What is required: When the listing below reaches the line that has "Target: reflected tree", start reproducing exactly; stop after the line that has "# for every instance of the green foliage, place", and drop the pictures.

Dataset content:
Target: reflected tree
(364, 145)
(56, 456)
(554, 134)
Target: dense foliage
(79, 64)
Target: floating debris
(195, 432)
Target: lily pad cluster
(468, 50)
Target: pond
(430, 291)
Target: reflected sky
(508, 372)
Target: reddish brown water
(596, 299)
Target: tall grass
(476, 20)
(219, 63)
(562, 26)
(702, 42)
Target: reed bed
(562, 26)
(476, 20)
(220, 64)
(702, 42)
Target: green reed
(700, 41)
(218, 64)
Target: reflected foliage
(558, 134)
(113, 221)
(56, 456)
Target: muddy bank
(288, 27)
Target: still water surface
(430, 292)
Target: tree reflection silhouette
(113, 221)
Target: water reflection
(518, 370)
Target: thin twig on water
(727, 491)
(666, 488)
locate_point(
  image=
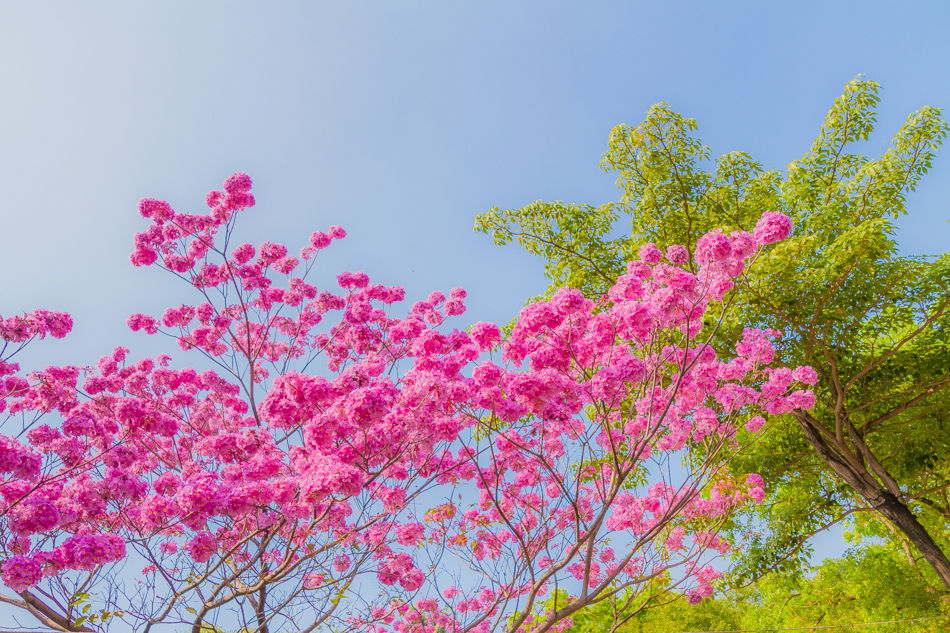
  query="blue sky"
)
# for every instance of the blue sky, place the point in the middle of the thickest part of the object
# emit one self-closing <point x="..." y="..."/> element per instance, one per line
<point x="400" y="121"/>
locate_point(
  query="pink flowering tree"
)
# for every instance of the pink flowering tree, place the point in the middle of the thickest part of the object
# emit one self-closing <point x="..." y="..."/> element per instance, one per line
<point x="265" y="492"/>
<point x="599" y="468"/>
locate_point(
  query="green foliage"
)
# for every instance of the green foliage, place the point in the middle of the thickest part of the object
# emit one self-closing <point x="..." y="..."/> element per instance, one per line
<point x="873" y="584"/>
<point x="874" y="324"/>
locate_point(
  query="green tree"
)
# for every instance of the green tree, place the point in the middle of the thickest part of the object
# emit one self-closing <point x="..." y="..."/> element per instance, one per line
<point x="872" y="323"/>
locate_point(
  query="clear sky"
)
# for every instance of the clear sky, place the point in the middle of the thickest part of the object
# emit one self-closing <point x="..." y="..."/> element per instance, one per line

* * *

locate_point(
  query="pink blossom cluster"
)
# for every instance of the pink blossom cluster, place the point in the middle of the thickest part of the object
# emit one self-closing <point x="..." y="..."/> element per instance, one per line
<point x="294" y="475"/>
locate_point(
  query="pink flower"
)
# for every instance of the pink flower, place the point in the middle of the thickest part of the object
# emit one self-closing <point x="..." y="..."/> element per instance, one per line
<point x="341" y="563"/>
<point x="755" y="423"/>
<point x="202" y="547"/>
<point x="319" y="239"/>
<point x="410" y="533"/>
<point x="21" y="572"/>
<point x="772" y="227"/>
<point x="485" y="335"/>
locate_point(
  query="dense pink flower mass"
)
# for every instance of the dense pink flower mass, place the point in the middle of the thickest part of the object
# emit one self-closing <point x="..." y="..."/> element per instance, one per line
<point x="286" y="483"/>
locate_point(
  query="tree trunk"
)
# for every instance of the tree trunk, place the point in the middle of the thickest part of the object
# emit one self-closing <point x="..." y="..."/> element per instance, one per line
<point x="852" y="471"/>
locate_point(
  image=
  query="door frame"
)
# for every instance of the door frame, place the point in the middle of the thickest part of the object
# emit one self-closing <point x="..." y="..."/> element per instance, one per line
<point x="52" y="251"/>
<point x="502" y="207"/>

Result of this exercise:
Target: reflected tree
(364, 145)
(56, 456)
(554, 134)
Target: dense foliage
(79, 64)
Target: floating debris
(195, 432)
Target: lily pad cluster
(468, 50)
Target: pond
(430, 291)
Target: reflected sky
(508, 372)
Target: reddish brown water
(596, 299)
Target: tall grass
(476, 20)
(219, 63)
(562, 26)
(702, 42)
Target: reed bed
(562, 26)
(476, 20)
(220, 64)
(702, 42)
Target: green reed
(700, 41)
(218, 64)
Target: reflected foliage
(558, 134)
(113, 221)
(56, 456)
Target: muddy bank
(288, 27)
Target: still water surface
(430, 292)
Target: tree reflection silhouette
(113, 221)
Target: water reflection
(518, 370)
Target: thin twig on water
(727, 491)
(666, 488)
locate_point(
  image=
  query="blue sky"
)
# for every instance of the blue sky, place the point in the middle of the thickest part of the object
# emit one self-closing <point x="..." y="..."/> element per instance, one per line
<point x="400" y="121"/>
locate_point(
  query="pink flowering tree"
)
# for every instance of the pink flowering tree, place the point in the middle of the thickest part of the object
# emit one self-closing <point x="..." y="..."/> element per instance, one per line
<point x="265" y="492"/>
<point x="599" y="468"/>
locate_point(
  query="green foliage"
)
# for every instance of the green foliage, place the point in the middle of the thickest part of the object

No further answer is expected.